-- WHAT IS BEING ASKED --
Please give the listing underneath again, exactly as shown.
------ DATASET EXTRACT
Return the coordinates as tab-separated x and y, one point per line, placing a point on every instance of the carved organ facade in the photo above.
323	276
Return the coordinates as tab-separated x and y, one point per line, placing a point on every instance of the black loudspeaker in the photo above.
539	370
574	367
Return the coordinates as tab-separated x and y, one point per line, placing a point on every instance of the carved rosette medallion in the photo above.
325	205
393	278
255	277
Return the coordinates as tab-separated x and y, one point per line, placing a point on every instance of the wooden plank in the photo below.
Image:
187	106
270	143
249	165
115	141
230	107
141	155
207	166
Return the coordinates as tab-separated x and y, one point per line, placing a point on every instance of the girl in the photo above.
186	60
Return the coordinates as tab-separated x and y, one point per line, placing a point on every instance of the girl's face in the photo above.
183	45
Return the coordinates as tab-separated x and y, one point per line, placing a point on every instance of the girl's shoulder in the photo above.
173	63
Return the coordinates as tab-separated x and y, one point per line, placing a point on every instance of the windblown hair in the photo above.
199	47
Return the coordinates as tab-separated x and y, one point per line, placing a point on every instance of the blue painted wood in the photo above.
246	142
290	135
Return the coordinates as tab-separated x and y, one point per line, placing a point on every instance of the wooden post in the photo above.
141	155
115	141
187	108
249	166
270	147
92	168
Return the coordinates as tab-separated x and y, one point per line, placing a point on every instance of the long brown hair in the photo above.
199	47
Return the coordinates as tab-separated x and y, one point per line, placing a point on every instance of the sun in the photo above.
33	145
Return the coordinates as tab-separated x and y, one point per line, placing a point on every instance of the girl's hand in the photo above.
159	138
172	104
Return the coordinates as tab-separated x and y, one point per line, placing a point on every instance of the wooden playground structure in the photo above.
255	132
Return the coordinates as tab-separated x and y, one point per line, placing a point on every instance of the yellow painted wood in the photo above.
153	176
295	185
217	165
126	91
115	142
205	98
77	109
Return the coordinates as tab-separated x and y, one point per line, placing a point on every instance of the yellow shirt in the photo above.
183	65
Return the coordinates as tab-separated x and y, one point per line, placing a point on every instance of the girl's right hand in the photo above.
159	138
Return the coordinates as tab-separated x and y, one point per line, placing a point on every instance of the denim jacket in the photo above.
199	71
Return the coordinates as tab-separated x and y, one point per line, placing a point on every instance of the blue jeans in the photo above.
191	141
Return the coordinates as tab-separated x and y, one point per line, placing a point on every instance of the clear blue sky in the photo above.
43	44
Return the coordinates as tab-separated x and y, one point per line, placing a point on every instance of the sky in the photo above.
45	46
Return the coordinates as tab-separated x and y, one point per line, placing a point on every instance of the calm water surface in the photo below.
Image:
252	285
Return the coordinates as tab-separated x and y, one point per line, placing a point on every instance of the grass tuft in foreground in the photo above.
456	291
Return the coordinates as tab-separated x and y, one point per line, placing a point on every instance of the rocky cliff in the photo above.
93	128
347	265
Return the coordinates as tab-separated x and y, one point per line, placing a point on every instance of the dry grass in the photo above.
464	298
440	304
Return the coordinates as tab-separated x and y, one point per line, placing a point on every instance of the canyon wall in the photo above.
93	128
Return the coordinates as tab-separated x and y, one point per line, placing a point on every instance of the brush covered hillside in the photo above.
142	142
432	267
------------
-- EXPECTED OUTPUT --
Return the coordinates as tab-separated x and y, one point per line, placing a point on every instance of the carved organ facade in the photo above.
323	276
Return the coordinates as tab-separated x and y, one point per line, placing a point on every instance of the black loudspeaker in the photo above.
539	370
574	367
Return the coordinates as tab-separated x and y, one point per line, placing a point on every instance of the carved rosette medallion in the photo above.
325	205
393	278
255	277
Return the coordinates as tab-separated x and y, one point per line, placing a point on every instance of the wooden plank in the photo below.
Image:
187	106
270	143
249	165
115	141
230	107
141	155
207	166
Return the coordinates as tab-separated x and y, one point per line, placing a point on every instance of the girl in the photo above.
186	60
Return the coordinates as tab-separated x and y, one point per line, placing a point on every instance of the girl's face in the photo above.
183	45
Return the coordinates as tab-separated x and y, one point per line, placing a point on every instance of the girl's shoulder in the photo above.
173	63
Return the coordinates as tab-separated x and y, one point per line, placing a point on every instance of the windblown hair in the photo above.
199	47
Return the coordinates as tab-separated x and y, one point per line, placing a point on every instance of the blue painted wood in the photo above.
246	142
290	135
Return the coordinates as tab-separated x and y, one point per line, placing a point on every instance of the wooden post in the photo above.
141	155
115	141
187	108
249	166
270	147
92	168
Return the coordinates as tab-separated x and y, one point per line, placing a point on every instance of the long brown hair in the photo above.
199	47
Return the coordinates as tab-separated x and y, one point per line, placing a point on every instance of the sun in the photo above.
33	145
Return the coordinates as tab-separated x and y, one point per line, placing a point on every instance of the girl's hand in the photo above.
159	138
172	104
Return the coordinates as tab-separated x and y, one point per line, placing a point on every instance of the wooden playground structure in the photo above.
255	132
Return the coordinates as tab-separated x and y, one point per line, placing a point on every instance of the yellow painted wood in the photo above.
153	176
295	185
217	165
126	91
115	142
205	98
77	109
Return the coordinates as tab-separated x and y, one point per line, placing a point on every instance of the yellow shirt in the photo above.
183	65
Return the coordinates as tab-separated x and y, one point per line, placing a point on every instance of the girl's right hand in the photo above.
159	138
Return the coordinates as tab-separated x and y, one point per line, placing a point on every instance of the denim jacket in the photo above.
199	71
Return the coordinates as tab-separated x and y, one point per line, placing a point on every instance of the blue jeans in the photo above.
191	141
Return the coordinates as tab-separated x and y, one point per line, placing a point on every instance of the clear blue sky in the photo above.
43	44
Return the coordinates as tab-separated x and y, one point per line, placing a point on every instance of the sky in the photo above.
45	46
Return the coordinates as tab-separated x and y, one point per line, placing a point on every instance of the calm water surface in the photo below.
Image:
252	285
Return the coordinates as tab-separated x and y, one point per line, placing a point on every instance of the grass tuft in foreground in the photo above.
456	291
Return the coordinates as tab-separated x and y, one point per line, placing a point on every instance of the rocky cliff in the photo above.
93	128
347	265
Return the coordinates as tab-separated x and y, one point per line, placing a point on every instance of the dry grass in the photo above.
464	298
440	304
Return the coordinates as tab-separated x and y, one point per line, placing a point on every instance of the canyon wall in the photo above.
93	128
Return the coordinates as tab-separated x and y, one point per line, placing a point on every instance of the brush covered hillside in the photo above.
142	142
432	267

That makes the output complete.